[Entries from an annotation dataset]

══════════

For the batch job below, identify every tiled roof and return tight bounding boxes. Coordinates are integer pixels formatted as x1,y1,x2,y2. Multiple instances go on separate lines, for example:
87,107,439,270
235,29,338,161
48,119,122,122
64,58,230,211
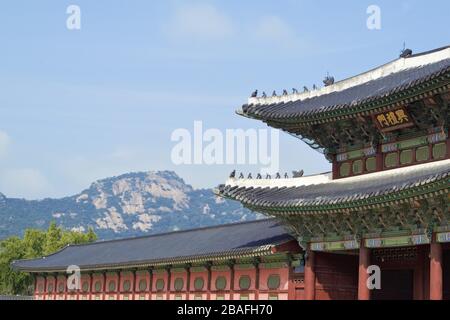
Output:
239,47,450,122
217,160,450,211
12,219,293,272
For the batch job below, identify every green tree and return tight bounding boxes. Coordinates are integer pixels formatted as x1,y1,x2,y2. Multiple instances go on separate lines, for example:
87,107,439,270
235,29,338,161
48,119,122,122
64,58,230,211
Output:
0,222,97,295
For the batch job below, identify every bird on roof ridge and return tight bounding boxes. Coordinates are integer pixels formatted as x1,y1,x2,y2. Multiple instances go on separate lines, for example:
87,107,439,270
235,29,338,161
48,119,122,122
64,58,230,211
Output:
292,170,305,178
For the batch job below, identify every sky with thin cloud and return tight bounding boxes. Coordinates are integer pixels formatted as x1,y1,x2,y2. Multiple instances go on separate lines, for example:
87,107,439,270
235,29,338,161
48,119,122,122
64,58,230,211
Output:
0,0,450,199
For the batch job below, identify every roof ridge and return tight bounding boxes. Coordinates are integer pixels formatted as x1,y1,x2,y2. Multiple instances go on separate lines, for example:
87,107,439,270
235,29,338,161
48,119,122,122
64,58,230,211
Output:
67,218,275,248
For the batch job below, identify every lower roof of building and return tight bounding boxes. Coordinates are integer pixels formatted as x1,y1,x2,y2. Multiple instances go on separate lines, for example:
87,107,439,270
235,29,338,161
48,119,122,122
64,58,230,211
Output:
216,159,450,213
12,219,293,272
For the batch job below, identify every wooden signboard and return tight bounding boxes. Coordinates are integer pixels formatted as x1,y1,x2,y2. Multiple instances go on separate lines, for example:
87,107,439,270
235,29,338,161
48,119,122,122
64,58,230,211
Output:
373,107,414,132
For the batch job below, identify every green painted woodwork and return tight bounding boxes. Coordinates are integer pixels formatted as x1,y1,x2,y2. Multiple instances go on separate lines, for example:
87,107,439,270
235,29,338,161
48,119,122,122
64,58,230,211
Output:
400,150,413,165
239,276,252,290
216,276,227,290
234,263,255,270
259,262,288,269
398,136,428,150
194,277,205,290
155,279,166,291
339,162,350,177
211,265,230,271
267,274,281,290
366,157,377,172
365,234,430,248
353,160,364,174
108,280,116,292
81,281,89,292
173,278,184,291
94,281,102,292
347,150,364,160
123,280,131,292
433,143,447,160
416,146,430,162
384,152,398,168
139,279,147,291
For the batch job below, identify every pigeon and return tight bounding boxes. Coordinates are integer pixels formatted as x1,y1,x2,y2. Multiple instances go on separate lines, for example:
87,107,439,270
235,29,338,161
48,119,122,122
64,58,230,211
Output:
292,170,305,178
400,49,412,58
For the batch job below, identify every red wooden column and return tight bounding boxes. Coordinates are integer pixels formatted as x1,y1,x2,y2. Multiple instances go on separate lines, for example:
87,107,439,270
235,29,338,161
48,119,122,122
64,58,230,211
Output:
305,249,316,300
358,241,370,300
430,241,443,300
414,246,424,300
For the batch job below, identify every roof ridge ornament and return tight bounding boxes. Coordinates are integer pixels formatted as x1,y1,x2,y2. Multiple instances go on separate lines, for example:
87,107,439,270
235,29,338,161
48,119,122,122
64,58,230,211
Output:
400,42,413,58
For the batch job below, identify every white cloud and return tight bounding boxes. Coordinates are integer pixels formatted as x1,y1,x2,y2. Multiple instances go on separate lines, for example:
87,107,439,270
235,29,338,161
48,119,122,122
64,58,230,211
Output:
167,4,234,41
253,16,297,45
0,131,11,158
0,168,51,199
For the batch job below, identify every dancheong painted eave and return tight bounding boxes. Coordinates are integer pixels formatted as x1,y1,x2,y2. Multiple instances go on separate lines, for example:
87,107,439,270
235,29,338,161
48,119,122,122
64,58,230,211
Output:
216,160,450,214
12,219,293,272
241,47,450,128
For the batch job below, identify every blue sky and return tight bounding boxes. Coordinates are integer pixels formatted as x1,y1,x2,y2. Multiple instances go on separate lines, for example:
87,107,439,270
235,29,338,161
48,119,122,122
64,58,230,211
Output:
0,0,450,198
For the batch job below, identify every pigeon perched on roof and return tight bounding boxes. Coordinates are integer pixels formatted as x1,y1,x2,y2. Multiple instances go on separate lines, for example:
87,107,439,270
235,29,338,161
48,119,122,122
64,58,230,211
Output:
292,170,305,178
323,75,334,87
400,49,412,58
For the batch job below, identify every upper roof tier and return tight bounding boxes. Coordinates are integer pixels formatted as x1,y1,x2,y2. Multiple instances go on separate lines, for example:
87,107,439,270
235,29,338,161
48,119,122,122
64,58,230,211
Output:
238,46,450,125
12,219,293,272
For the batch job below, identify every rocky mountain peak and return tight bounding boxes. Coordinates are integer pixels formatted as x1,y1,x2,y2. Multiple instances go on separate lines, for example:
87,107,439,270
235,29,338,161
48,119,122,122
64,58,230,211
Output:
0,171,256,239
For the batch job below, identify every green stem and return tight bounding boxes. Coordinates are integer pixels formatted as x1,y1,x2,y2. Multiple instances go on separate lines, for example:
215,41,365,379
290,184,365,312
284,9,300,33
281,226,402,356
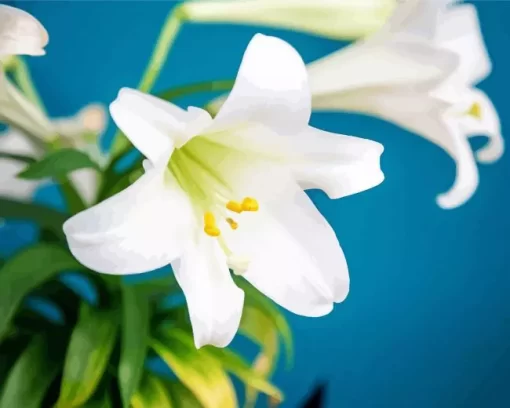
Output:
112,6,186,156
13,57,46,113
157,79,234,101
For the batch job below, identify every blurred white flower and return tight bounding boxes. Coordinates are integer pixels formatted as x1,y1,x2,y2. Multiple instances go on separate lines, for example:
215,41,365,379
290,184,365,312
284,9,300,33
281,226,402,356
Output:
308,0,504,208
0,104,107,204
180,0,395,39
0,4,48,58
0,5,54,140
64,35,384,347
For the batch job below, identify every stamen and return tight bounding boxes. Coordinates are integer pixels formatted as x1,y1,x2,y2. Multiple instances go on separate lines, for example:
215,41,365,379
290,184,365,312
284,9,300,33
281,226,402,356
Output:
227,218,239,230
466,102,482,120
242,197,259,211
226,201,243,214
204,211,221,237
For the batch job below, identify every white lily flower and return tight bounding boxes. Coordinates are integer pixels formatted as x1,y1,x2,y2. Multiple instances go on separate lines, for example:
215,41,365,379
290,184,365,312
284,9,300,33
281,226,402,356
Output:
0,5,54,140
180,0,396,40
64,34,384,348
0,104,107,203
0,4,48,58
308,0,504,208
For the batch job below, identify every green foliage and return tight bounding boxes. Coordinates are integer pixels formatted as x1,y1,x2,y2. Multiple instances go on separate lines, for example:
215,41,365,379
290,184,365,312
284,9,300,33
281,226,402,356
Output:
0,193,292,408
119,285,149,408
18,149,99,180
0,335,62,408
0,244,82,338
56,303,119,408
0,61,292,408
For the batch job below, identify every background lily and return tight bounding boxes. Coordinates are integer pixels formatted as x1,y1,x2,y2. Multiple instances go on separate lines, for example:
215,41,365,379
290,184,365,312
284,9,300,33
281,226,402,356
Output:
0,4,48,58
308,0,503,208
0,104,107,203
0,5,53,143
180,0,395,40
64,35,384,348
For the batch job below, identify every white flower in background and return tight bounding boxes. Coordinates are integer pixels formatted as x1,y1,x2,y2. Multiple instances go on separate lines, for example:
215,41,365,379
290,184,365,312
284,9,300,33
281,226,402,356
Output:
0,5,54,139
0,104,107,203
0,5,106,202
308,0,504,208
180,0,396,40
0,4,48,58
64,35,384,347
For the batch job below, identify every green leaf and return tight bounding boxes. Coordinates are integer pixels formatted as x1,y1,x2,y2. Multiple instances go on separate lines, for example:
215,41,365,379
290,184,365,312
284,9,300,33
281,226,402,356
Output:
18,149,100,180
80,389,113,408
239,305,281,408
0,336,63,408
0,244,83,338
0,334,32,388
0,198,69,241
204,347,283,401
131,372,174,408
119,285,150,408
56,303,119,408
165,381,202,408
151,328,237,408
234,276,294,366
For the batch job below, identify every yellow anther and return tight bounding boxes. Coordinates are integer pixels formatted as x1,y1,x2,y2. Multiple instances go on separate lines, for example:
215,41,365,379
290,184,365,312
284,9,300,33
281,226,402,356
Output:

══════════

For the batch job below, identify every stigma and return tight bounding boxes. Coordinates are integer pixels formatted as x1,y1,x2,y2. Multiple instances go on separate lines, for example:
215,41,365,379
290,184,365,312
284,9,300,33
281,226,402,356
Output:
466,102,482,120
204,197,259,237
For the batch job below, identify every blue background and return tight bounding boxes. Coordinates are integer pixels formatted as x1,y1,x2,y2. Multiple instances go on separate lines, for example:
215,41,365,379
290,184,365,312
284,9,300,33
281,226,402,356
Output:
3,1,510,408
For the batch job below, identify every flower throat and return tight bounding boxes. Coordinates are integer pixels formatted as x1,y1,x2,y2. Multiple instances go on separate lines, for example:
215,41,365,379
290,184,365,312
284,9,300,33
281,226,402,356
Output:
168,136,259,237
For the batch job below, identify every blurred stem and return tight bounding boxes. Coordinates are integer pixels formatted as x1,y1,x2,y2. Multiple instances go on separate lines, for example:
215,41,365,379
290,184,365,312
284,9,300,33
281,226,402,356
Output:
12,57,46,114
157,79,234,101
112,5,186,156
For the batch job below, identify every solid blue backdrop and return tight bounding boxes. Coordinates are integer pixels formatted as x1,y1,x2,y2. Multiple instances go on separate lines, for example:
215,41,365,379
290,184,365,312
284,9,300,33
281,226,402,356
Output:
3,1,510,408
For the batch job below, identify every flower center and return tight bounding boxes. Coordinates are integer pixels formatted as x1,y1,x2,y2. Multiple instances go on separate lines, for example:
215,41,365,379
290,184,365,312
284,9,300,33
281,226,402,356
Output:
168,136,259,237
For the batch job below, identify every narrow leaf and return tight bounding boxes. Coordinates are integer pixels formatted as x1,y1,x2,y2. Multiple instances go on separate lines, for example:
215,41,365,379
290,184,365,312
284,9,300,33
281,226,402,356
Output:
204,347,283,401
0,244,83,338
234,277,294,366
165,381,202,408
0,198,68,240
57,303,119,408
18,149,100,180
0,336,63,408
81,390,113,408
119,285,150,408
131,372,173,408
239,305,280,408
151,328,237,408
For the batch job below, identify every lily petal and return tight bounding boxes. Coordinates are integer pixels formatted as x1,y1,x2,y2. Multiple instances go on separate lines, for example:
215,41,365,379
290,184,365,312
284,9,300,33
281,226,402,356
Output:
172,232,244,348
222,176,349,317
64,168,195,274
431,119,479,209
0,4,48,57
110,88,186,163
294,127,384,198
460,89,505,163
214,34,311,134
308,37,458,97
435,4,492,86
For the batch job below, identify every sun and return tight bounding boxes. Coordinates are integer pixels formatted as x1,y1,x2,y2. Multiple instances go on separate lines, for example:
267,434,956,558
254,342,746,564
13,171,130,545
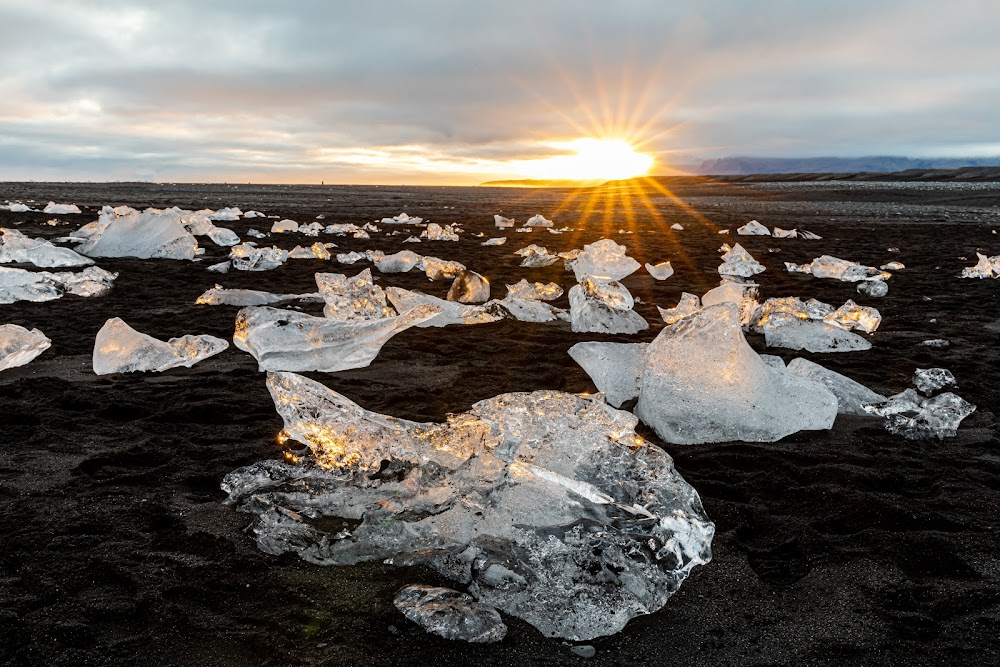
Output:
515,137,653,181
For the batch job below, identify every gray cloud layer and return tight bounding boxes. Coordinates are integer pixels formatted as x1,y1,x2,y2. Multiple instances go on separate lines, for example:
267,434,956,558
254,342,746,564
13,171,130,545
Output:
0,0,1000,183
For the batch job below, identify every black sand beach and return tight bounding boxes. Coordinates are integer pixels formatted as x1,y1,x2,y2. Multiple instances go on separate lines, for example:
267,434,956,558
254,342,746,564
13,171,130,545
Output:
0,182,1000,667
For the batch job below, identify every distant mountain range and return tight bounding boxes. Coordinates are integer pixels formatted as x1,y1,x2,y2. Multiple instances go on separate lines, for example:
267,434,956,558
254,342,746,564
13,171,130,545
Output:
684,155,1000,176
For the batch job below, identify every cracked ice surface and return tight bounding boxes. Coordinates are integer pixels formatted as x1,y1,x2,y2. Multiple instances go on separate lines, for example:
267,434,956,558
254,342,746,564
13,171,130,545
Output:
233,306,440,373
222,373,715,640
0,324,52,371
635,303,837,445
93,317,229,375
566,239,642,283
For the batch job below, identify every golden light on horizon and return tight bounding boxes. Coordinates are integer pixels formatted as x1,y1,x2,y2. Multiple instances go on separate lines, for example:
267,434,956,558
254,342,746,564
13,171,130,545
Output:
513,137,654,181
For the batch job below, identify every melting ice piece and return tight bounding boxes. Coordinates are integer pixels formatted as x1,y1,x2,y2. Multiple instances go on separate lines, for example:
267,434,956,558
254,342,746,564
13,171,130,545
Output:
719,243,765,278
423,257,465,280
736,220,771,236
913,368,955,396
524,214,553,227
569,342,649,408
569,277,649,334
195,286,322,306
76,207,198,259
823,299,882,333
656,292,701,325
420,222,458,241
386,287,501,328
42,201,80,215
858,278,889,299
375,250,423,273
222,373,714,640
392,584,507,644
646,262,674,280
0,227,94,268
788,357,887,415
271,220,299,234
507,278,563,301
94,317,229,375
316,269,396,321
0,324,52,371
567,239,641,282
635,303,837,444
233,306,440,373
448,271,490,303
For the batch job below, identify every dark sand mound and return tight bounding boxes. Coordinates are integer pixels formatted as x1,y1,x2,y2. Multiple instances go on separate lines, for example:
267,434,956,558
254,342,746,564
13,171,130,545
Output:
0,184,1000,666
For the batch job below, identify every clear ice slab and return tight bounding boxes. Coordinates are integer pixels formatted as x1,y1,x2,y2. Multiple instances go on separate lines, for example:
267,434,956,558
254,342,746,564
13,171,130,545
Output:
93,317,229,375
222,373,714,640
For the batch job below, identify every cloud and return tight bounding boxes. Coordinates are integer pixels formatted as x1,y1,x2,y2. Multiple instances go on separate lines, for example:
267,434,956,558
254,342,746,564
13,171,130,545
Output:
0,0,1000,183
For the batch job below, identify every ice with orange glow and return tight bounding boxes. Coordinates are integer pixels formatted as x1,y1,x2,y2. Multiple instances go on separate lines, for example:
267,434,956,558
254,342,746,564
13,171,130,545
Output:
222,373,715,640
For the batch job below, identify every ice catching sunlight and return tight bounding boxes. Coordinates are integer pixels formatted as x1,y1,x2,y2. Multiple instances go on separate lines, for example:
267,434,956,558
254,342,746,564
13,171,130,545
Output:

══════════

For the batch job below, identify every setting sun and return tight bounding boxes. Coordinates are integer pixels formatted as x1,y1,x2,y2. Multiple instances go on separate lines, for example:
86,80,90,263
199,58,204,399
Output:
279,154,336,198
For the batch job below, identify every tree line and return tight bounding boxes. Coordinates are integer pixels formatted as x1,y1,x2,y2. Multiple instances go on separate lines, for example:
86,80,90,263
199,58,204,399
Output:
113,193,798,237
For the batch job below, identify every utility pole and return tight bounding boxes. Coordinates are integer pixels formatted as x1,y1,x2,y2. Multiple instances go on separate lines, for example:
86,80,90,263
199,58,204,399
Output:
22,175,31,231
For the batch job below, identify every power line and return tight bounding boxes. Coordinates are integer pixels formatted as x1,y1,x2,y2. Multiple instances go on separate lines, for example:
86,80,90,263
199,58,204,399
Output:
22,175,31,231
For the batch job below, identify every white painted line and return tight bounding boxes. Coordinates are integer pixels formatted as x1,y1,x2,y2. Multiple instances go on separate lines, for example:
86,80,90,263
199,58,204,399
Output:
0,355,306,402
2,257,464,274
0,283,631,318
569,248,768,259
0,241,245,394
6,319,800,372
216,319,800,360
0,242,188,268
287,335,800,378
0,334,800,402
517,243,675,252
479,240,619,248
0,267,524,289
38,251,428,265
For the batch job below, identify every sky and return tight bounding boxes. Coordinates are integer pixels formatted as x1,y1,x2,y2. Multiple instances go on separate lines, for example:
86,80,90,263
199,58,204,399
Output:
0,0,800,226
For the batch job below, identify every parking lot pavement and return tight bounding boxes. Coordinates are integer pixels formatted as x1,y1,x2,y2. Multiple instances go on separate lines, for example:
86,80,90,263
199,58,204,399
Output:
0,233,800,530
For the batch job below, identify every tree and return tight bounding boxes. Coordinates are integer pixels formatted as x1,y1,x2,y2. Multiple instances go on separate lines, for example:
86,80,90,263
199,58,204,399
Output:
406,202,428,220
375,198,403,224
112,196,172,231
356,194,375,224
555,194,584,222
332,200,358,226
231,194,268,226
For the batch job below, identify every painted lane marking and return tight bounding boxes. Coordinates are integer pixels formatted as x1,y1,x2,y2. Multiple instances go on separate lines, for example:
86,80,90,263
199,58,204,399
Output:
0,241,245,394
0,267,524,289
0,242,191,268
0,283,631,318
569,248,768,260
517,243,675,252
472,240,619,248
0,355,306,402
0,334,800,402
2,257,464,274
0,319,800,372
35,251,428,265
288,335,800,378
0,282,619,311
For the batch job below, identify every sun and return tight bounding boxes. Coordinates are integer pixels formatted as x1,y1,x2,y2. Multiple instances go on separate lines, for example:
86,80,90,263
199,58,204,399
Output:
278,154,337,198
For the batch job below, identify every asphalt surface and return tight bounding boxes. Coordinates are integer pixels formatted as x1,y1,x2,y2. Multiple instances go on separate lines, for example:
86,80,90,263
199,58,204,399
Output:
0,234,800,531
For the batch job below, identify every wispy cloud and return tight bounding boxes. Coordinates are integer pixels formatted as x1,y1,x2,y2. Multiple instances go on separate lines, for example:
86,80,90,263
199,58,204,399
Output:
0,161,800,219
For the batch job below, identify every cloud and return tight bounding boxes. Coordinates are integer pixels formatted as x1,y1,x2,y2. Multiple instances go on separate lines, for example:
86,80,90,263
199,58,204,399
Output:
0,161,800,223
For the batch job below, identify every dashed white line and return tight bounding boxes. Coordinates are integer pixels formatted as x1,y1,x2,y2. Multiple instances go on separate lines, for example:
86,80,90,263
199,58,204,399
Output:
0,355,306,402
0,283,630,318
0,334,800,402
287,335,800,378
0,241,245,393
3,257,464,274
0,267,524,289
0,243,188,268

══════════

• **Work to complete**
Rewrite every line of the listing, beginning at the line that has "For the batch job below, identify every asphalt" and stopping after the line that has "0,234,800,531". Add -74 to each bounding box coordinate in the output.

• **Output**
For the batch job below, identify every asphalt surface and return tight bounding boxes. Coordinates are integer pixels formatted as x1,y1,x2,y2. Multiple instances go on separate lines, for example:
86,80,90,263
199,58,204,399
Output:
-74,160,726,457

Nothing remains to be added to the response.